* [Your instructions]: Carry on the passage about the War Remnants Museum from its last sentence.

* [Text provided]:
● ● ● ● ● ● ●

Our final history lesson took place at the War Remnants Museum, operated by the Vietnamese government since September 4, 1975. As friendship with western nations blossomed over the ensuing decades, the name of the museum itself as well as the wording on exhibits dramatically changed from a focus on so-called war crimes and acts of aggression to a less controversial description of the war. Even so, this museum was blatantly one-side, and extremely anti-American. Nowhere is there mention of the war between the North and the South. It is always the war between Vietnam and the US. Such flagrant propaganda made me wonder how Americans would feel seeing themselves so misrepresented. It certainly diminished my experience.
Beyond the propaganda, the museum did offer a wealth of information. One room was dedicated to the devastating, multi-generational affects of chemicals such as Agent Orange and other exfoliating chemical agents which the US used to kill all the vegetation in order to more clearly see the Viet Cong. Sadly, these powerful chemicals killed more than just vegetation and the effects are still being felt on the local population today. Birth defects, premature death, miscarriages, and cancer are just a few of the consequences. American soldiers were also victims of the aftermath from these chemicals.

● ● ● ● ● ● ●

* [Data section]:
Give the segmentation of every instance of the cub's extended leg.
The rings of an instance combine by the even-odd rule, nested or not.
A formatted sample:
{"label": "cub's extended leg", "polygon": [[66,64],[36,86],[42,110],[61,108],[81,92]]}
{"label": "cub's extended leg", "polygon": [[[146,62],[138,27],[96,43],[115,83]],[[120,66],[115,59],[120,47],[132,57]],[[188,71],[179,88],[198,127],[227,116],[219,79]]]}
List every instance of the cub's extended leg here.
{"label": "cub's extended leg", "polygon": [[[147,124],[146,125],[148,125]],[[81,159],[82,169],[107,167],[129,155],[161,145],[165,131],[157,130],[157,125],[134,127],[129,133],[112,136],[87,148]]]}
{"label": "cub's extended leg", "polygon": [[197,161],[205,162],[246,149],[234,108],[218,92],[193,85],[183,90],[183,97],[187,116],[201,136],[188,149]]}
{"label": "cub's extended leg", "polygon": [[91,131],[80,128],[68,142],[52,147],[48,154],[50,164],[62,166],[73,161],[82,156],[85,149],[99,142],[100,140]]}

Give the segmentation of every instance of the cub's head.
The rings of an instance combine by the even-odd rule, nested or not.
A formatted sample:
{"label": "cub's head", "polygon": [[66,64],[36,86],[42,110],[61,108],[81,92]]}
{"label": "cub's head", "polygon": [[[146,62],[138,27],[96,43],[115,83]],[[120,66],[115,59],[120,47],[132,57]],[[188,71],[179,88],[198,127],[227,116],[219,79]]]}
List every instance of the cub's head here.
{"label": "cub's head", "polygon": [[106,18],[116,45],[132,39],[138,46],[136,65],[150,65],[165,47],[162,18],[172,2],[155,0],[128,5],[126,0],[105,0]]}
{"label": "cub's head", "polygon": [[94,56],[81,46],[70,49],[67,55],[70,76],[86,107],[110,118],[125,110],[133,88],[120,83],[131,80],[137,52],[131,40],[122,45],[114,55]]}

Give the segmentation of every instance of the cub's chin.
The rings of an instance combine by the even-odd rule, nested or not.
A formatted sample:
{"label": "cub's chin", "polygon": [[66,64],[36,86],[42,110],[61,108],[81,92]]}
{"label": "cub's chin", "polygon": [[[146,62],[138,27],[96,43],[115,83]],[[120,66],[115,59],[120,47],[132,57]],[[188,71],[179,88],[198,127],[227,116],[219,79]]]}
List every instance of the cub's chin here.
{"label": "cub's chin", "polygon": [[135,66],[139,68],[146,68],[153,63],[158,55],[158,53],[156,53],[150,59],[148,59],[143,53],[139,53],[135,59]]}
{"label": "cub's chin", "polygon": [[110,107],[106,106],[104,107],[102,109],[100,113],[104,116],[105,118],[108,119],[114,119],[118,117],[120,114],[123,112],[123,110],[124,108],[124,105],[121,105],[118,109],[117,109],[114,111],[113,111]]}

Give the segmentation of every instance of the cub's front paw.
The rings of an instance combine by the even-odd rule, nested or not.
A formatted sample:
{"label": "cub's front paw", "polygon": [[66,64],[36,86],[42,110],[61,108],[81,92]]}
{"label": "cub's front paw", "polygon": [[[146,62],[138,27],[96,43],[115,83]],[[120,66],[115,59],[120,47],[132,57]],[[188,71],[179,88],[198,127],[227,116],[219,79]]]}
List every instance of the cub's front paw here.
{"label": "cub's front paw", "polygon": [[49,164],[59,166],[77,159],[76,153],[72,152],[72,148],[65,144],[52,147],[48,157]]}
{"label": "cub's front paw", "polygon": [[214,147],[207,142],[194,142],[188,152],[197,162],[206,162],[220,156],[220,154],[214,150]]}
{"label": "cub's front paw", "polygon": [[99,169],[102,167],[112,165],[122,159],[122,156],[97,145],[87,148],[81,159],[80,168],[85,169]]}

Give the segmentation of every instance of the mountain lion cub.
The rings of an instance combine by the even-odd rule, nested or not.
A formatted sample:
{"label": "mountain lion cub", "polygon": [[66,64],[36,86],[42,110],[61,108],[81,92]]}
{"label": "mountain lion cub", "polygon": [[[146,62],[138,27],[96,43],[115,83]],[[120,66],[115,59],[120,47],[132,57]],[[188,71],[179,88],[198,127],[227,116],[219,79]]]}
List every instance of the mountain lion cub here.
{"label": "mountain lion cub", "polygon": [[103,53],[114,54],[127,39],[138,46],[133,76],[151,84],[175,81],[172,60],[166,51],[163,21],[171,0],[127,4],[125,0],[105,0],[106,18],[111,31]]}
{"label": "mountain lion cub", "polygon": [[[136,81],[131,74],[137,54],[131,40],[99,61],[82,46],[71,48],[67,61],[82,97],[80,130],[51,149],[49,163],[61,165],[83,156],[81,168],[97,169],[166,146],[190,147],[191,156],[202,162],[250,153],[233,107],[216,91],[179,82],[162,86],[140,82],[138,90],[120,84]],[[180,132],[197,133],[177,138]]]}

● ● ● ● ● ● ●

* [Reply to the task]:
Another display focused on the work of photo-journalists of all nationalities, many of whom died during the conflict. Men and women risked their lives to record what was happening in this part of the world. Some images, like the naked girl running down the street after a Napon bomb was dropped, remain etched in my mind from when I was a young girl.
As part of our tour, we made a stop at “Handicapped Handicrafts” which is where disabled artists specialize in egg shell and acrylic art. I normally hate these types of stops on a tour, the ones where you are put into a position where you feel you should buy something to support the locals. But this stop was different. I happen to love this medium of art and even own an original piece at home. All the men and women at this studio had birth defects, some more severe than others, harsh reminders of the ongoing debilitating affects of the chemical agents used over 30 years ago during the Vietnam War. Yet all of them were incredibly talented and produced beautiful pieces.
Within walking distance of our hotel, several parks with beautiful gardens, walking paths, and outdoor theatres offered a pleasant respite from the constant traffic and intoxicating pollution. These picturesque green spaces attracted many locals who did outdoor Tai Chi, Yoga, and aerobics in small groups. It was a great place for running as well.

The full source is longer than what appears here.